··· Supplied information ···

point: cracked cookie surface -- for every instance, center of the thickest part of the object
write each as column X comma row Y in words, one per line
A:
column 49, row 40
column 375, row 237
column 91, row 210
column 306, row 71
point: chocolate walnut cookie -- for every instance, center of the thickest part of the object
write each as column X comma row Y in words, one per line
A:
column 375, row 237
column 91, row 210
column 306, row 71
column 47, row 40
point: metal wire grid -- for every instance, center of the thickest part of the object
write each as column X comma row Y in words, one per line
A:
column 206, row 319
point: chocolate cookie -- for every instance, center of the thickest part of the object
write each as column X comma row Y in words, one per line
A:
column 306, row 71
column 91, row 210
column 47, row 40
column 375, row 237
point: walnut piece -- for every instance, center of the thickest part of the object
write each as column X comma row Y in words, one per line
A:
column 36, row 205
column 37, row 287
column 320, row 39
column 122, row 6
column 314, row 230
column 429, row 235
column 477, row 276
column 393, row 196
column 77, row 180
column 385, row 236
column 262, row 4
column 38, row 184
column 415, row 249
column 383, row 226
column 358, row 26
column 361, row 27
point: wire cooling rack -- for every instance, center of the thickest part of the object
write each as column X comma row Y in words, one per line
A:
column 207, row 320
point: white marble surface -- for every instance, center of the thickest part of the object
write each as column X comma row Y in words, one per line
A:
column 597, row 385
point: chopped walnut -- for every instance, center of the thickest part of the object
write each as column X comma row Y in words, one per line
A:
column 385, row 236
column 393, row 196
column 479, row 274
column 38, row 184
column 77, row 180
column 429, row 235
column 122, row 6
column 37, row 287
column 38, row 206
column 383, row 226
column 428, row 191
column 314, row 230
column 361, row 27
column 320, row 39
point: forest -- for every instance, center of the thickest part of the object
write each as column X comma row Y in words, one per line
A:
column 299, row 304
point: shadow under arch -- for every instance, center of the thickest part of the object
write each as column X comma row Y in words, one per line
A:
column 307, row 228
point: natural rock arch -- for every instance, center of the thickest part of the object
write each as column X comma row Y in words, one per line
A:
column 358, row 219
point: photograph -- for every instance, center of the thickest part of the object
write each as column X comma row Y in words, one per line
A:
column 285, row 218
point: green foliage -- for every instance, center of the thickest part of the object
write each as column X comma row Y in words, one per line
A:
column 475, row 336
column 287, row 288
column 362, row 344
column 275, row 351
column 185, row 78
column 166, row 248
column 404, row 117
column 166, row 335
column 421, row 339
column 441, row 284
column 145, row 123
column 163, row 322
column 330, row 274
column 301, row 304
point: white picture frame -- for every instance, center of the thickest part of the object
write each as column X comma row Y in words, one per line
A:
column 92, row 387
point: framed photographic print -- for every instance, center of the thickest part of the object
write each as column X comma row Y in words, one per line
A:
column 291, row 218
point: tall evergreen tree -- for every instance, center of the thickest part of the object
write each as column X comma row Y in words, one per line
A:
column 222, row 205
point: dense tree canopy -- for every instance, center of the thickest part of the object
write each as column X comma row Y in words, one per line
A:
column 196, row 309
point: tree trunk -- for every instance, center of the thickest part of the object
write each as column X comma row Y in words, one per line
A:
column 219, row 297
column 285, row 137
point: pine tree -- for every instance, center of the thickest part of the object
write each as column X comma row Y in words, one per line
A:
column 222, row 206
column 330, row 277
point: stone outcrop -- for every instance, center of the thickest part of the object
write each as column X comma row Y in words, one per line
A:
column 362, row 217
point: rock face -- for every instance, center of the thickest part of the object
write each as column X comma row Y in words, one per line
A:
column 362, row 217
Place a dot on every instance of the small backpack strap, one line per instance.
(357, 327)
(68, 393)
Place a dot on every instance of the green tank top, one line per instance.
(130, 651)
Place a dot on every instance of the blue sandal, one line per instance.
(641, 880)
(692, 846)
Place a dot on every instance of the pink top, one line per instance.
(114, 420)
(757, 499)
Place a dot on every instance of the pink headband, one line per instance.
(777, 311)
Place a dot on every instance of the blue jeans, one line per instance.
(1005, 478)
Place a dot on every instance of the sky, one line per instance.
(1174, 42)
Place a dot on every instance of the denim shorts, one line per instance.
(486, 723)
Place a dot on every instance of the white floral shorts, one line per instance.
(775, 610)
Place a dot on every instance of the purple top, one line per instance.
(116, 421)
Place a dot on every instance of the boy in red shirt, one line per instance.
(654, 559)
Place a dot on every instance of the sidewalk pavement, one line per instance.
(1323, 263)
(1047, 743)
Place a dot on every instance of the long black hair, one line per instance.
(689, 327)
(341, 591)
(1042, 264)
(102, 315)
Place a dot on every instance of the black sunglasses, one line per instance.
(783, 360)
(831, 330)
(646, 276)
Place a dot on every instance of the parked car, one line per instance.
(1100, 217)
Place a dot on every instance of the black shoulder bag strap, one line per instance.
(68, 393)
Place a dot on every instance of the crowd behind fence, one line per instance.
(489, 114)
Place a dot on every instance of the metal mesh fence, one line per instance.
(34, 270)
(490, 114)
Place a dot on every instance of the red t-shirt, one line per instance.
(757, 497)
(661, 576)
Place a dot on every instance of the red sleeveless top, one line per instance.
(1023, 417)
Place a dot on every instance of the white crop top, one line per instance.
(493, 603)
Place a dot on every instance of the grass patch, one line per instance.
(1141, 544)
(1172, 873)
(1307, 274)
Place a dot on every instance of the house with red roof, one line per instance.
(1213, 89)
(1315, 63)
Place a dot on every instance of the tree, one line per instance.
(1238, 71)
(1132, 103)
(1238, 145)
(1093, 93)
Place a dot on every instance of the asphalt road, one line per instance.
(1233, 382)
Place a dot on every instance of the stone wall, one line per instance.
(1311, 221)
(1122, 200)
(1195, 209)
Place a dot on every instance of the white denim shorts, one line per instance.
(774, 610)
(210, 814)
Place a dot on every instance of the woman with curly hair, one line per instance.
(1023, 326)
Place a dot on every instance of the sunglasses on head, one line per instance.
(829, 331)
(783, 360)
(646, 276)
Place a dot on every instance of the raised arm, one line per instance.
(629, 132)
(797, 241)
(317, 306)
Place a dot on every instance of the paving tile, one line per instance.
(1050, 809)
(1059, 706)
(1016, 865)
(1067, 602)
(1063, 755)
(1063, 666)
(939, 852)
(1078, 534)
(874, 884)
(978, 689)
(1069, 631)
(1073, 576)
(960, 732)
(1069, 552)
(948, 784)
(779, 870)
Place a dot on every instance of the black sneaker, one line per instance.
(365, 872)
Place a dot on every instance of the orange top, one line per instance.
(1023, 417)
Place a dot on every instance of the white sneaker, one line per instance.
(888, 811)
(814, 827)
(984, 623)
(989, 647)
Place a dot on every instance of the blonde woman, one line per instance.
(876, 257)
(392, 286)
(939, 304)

···

**The task**: Please make an exact copy of the entries, down to the last character.

**Solved problem**:
point: cracked cookie surface -- for every instance, center of the thickest part of the object
write each as column X comma row Y in words, one per line
A:
column 49, row 40
column 375, row 237
column 91, row 210
column 306, row 71
point: chocolate walnut cookie -- for every instance, center of the thickest part of the object
write each as column X comma row Y in words, one per line
A:
column 375, row 237
column 91, row 210
column 306, row 71
column 47, row 40
point: metal wire grid -- for every instance, center of the thickest part of the object
write each as column X comma row Y in words, one per line
A:
column 206, row 319
point: chocolate cookie -- for every instance, center of the thickest part of the object
write each as column X comma row Y in words, one per line
A:
column 306, row 71
column 91, row 210
column 47, row 40
column 375, row 237
point: walnut piece -- for every instance, center of the thickest part of the object
write each as column X comma row Y in words, one per line
A:
column 36, row 205
column 37, row 287
column 320, row 39
column 122, row 6
column 314, row 230
column 429, row 235
column 477, row 276
column 393, row 196
column 77, row 180
column 385, row 236
column 262, row 4
column 38, row 184
column 415, row 249
column 383, row 226
column 358, row 26
column 361, row 27
point: wire cooling rack -- for every instance, center of the thickest part of the object
write each as column X comma row Y in words, one per line
A:
column 207, row 320
point: white marble surface -- for every instance, center of the thickest part of the object
write each as column X comma row Y in words, one per line
A:
column 597, row 385
point: chopped walnut -- for every instance, center of the thickest part of the object
write each as column X comma row Y in words, one per line
A:
column 385, row 236
column 393, row 196
column 479, row 274
column 38, row 184
column 77, row 180
column 429, row 235
column 122, row 6
column 37, row 287
column 38, row 206
column 383, row 226
column 428, row 191
column 314, row 230
column 361, row 27
column 320, row 39
point: forest -- for every instance, center of the thickest part of the object
write each as column X comma row Y in words, one per line
A:
column 299, row 304
point: shadow under arch -- for every instance, center of the thickest part of the object
write each as column X comma row Y in words, one per line
A:
column 307, row 228
point: natural rock arch -- for every instance, center of the thickest part of the object
write each as column X comma row Y in words, one per line
A:
column 358, row 219
point: photograph -- for every instance, center of the thickest part of the object
write each as column X comma row Y in words, one per line
A:
column 285, row 218
point: green foliage -- for every instance, center of the thickest part of the object
write each as column X comma row Y in words, one per line
A:
column 475, row 336
column 287, row 288
column 362, row 344
column 275, row 351
column 185, row 78
column 166, row 248
column 404, row 117
column 166, row 335
column 421, row 339
column 441, row 284
column 145, row 123
column 163, row 322
column 330, row 274
column 301, row 304
point: white picture frame -- for every instance, center of the thickest part of the object
write each as column X comma row Y in words, one per line
A:
column 92, row 387
point: framed photographic print -- for every instance, center of the thickest part of the object
write each as column X comma row Y in words, one per line
A:
column 291, row 218
point: tall evergreen tree -- for every instance, center of the thickest part of the object
write each as column X comma row Y in words, one per line
A:
column 222, row 205
point: dense tree canopy -- for every instance, center of the thickest part of the object
write each as column X comma row Y in words, one per line
A:
column 196, row 309
point: tree trunk -- for every instance, center of the thickest part of the object
write each as column X comma row Y in words, one per line
A:
column 219, row 297
column 285, row 137
point: pine tree -- for every instance, center of the thickest part of the object
write each as column X comma row Y in words, one per line
A:
column 222, row 206
column 330, row 277
point: stone outcrop -- for every instance, center of the thickest part of the object
write each as column X comma row Y in words, one per line
A:
column 362, row 217
point: rock face -- for every instance, center of the thickest part of the object
write each as column X comma row Y in words, one per line
A:
column 362, row 217
Place a dot on every instance of the small backpack strap, one line per instance.
(357, 327)
(68, 393)
Place a dot on every instance of the green tank top, one line per instance.
(130, 651)
Place a dot on every instance of the blue sandal, one line per instance.
(641, 880)
(692, 846)
Place a dot on every instance of the pink top, one line per instance.
(114, 420)
(757, 499)
Place a dot on every instance of the pink headband, one line per instance.
(777, 311)
Place a dot on every instance of the blue jeans, one line per instance.
(1005, 478)
Place a dot on every instance of the sky, one line per instance.
(1174, 42)
Place a dot on every instance of the denim shorts, one line per instance.
(486, 723)
Place a dot on every instance of the white floral shorts, one line per instance.
(775, 610)
Place a dot on every instance of the purple top, one line per instance.
(116, 421)
Place a dot on every instance of the boy in red shirt, one line per instance.
(654, 559)
Place a dot on every instance of the sidewalk pavement, one line per instance.
(1323, 263)
(1047, 743)
Place a dot on every instance of the long black hair, one line per instance.
(689, 327)
(341, 591)
(1042, 264)
(102, 315)
Place a dot on every instance of the black sunglasses, one line per instance.
(783, 360)
(831, 330)
(646, 276)
Place a dot on every instance of the parked car, one line per instance.
(1100, 217)
Place a dot on every instance of the black shoulder bag strap, one line per instance.
(68, 393)
Place a dot on every instance of the crowd behind fence, one line per instance.
(489, 114)
Place a dot on every instance of the metal mesh fence, one line per instance.
(34, 270)
(490, 114)
Place a dot on every instance of the red t-shirt, one line per instance.
(757, 497)
(661, 576)
Place a dot on every instance of the red sleeveless top, one line per instance.
(1023, 417)
Place a dot on every instance of the white crop top, one line per instance.
(493, 603)
Place a dot on every instance of the grass patch, one line per instance.
(1141, 544)
(1172, 873)
(1307, 274)
Place a dot on every instance of the house with red roof, one line per instance.
(1213, 89)
(1315, 63)
Place a dot on every instance of the tree, one line per instance.
(1238, 71)
(1132, 103)
(1238, 145)
(1093, 93)
Place a dot on every instance of the asphalt road, one line per instance.
(1233, 382)
Place a dot on every instance of the stone wall, one line per instance.
(1311, 221)
(1122, 200)
(1195, 209)
Place a dot on every instance of the white denim shorts, one line per instance.
(774, 610)
(210, 814)
Place a dot on every instance of the woman with curly hair, one line per instance.
(1023, 326)
Place a dot on every instance of the sunglasses on head, one line per instance.
(829, 331)
(783, 360)
(646, 276)
Place a dot on every instance of the raised arm, one line per instance.
(629, 132)
(797, 241)
(317, 306)
Place a dot on every instance of the paving tile, one line per instance.
(1050, 809)
(1059, 706)
(1016, 865)
(1067, 602)
(1063, 755)
(1063, 666)
(939, 852)
(1078, 534)
(874, 884)
(978, 689)
(1069, 631)
(1073, 576)
(960, 732)
(1069, 552)
(948, 784)
(779, 870)
Place a dot on every instance of the black sneaker, one line per instance.
(365, 872)
Place a dot on every instance of the orange top, one line per instance.
(1023, 417)
Place a dot on every instance of the white sneaker, one line per instance.
(888, 811)
(814, 827)
(984, 623)
(989, 647)
Place a dot on every instance of the blonde woman, one line per instance.
(876, 257)
(392, 286)
(939, 304)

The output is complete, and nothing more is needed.